* GIVEN REQUEST: Copy the records below line for line, leaving out the pictures.

* INFORMATION PROVIDED:
────────

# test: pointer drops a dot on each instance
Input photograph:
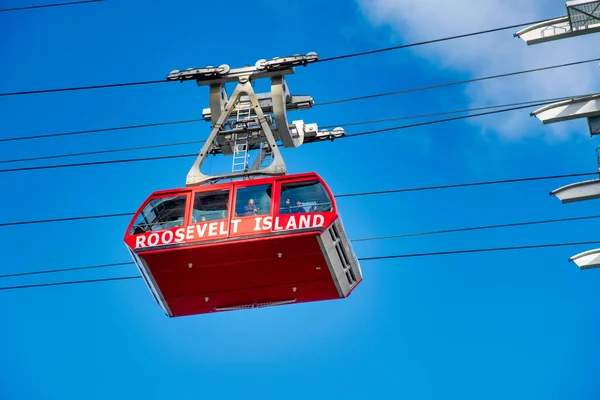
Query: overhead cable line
(89, 153)
(550, 221)
(527, 104)
(533, 103)
(54, 271)
(110, 85)
(458, 185)
(475, 228)
(51, 5)
(315, 105)
(131, 160)
(404, 190)
(321, 60)
(404, 46)
(450, 252)
(527, 71)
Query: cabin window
(210, 206)
(160, 213)
(253, 200)
(302, 197)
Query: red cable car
(244, 244)
(254, 242)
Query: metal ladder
(240, 154)
(244, 111)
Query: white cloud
(490, 54)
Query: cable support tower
(248, 121)
(311, 139)
(583, 17)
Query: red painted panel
(305, 292)
(243, 272)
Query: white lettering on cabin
(153, 239)
(267, 223)
(277, 227)
(212, 229)
(167, 237)
(140, 241)
(235, 223)
(190, 233)
(320, 217)
(291, 224)
(304, 222)
(180, 235)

────────

* RESPONSE TO THIS EXERCISE:
# test: pointer drops a dot on each instance
Input photograph:
Query: overhead cable line
(89, 153)
(550, 221)
(527, 104)
(533, 103)
(54, 271)
(110, 85)
(458, 185)
(475, 228)
(51, 5)
(315, 105)
(131, 160)
(404, 190)
(321, 60)
(404, 46)
(450, 252)
(527, 71)
Query: cabin window
(210, 206)
(160, 213)
(253, 200)
(302, 197)
Query: red cable car
(244, 244)
(254, 242)
Query: metal ladder
(240, 154)
(244, 111)
Query: white cloud
(490, 54)
Query: cable support tower
(248, 121)
(311, 139)
(583, 17)
Query: red painted panel
(305, 292)
(243, 272)
Query: white lettering on cabin
(153, 239)
(267, 223)
(277, 227)
(212, 229)
(167, 237)
(140, 241)
(235, 223)
(190, 233)
(320, 217)
(291, 224)
(304, 222)
(180, 235)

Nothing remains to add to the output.